» YOUR INSTRUCTIONS
Extract each line of the records below that contains the word "cabinet".
=== Section Start ===
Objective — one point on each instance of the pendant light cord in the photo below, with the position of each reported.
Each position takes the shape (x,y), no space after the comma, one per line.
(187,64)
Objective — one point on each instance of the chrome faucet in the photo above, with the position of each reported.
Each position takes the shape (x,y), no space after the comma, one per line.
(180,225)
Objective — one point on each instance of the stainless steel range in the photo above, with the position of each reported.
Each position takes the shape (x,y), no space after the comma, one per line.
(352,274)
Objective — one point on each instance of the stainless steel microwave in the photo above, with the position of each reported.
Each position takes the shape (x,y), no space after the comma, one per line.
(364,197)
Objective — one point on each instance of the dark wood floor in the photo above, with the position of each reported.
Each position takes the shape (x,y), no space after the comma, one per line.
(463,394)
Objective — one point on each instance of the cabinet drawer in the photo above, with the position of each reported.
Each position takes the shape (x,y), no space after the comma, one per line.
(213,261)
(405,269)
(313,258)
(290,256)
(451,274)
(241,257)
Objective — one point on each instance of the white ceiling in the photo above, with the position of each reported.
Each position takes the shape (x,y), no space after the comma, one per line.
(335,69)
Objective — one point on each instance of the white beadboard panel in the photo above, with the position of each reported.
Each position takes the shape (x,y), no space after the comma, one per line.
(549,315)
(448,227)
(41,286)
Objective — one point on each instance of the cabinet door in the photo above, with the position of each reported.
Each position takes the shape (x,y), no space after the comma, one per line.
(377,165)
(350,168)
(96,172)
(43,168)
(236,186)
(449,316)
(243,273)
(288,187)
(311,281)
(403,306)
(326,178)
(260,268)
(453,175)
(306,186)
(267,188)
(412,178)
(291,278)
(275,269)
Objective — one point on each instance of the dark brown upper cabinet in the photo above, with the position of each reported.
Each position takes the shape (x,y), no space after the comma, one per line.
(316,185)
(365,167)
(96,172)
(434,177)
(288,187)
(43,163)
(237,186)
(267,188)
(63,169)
=== Section End ===
» ANSWER SECTION
Objective — one point on each instance of the cabinet drawer in the photo above, with the position of each reported.
Objective — one point on each instance of the cabinet door in the photo above, with the position of each reported.
Objective — one point on each instance of the dark brown upper cabinet in the photo above, with the position of each reported.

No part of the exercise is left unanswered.